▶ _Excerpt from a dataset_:
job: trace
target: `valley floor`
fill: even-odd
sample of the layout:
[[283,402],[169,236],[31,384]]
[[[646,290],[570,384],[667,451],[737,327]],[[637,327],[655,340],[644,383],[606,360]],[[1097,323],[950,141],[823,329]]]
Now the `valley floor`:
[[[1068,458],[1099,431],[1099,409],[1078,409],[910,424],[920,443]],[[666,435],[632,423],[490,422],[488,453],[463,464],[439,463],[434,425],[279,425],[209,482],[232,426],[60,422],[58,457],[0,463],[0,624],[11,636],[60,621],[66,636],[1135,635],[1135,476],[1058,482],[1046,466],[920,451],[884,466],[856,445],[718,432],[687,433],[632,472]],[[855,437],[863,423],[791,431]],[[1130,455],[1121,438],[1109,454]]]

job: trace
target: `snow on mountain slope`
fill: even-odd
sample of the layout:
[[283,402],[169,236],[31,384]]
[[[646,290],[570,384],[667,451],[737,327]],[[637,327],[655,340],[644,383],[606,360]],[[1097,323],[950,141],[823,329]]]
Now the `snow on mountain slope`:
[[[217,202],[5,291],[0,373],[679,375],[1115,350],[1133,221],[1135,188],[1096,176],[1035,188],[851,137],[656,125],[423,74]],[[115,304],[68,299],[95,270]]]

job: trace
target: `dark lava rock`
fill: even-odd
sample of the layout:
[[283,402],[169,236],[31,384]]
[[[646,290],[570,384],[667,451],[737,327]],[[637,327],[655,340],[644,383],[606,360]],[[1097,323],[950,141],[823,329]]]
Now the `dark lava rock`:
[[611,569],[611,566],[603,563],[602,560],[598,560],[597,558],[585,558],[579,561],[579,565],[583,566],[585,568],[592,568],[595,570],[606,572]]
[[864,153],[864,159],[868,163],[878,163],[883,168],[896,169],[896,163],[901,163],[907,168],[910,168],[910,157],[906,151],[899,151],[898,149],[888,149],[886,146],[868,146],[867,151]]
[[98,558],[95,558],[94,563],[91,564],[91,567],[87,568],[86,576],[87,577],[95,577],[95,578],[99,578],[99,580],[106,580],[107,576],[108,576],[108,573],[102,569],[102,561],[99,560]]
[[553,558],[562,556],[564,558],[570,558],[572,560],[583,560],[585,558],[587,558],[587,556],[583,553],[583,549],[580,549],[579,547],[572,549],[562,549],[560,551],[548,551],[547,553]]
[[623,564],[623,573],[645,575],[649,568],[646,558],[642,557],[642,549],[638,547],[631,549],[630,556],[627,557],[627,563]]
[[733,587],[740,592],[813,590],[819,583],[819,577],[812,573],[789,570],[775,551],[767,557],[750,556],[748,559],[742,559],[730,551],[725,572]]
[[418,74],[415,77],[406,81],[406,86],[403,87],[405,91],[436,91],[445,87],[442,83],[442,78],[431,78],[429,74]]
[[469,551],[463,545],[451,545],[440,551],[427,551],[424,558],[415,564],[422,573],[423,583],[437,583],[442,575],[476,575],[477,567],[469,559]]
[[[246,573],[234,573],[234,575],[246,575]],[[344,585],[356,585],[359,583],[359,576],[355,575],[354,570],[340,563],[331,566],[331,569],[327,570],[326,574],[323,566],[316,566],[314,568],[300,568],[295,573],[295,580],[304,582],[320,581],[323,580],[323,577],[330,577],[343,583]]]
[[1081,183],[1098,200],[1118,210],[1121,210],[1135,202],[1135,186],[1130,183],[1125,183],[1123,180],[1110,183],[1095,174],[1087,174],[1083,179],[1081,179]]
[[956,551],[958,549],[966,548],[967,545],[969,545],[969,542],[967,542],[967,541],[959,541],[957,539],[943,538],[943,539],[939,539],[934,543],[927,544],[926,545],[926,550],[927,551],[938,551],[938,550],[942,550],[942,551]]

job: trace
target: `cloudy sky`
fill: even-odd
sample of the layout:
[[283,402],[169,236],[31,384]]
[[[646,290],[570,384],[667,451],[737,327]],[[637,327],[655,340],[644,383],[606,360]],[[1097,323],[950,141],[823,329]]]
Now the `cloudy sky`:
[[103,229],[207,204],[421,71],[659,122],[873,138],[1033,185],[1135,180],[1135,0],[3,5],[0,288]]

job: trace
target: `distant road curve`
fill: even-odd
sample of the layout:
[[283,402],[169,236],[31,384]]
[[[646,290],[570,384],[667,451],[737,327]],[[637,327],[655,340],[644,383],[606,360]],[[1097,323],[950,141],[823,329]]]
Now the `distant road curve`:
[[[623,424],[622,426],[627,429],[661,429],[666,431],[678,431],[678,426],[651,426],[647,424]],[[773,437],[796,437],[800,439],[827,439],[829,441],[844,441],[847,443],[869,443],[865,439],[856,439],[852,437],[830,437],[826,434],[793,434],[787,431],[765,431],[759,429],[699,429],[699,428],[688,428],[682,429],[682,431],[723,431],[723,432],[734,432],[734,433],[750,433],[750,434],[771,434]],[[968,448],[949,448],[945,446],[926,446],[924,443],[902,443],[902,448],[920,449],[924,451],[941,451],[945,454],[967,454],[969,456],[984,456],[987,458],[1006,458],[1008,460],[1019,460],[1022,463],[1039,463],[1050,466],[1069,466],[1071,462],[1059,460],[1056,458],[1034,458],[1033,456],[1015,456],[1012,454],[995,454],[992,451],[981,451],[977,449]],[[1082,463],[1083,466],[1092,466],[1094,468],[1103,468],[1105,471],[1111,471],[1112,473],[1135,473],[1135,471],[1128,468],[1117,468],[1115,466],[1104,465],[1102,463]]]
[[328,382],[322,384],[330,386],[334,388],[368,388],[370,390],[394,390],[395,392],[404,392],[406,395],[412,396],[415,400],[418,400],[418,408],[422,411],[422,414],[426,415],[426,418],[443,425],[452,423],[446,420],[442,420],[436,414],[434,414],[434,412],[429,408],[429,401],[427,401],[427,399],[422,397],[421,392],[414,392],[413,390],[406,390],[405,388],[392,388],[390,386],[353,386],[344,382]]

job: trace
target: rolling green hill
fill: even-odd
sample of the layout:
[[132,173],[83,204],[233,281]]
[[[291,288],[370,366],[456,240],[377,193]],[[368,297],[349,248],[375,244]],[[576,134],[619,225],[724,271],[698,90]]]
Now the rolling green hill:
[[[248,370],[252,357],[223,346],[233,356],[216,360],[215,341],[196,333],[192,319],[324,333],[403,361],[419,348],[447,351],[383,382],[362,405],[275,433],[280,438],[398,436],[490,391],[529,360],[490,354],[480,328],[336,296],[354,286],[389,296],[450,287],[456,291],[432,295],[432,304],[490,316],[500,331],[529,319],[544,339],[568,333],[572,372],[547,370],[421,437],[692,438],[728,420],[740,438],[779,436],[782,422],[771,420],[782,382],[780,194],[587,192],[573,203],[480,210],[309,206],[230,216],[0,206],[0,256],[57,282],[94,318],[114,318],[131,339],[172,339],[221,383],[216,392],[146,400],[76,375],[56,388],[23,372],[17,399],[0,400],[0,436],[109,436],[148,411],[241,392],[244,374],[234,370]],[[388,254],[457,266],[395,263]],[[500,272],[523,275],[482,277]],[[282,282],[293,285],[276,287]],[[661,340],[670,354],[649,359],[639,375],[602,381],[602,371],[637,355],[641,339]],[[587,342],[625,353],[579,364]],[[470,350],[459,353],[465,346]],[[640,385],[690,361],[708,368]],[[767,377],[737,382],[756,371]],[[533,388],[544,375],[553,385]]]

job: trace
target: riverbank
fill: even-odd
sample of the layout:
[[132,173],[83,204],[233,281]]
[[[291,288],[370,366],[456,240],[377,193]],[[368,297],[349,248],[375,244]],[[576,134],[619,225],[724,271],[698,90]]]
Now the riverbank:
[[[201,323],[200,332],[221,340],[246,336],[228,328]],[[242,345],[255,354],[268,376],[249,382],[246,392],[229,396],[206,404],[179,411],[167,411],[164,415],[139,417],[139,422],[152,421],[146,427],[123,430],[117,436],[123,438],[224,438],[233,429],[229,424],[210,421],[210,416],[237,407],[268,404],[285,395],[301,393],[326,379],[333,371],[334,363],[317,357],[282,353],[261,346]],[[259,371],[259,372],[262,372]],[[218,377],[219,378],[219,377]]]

▶ _Exercise_: Collect every line of the data above that contains the string "lava", treating uppercase and lowercase letters as different.

▶ _Solution to the problem_:
target: `dark lava rock`
Now the `dark lava rock`:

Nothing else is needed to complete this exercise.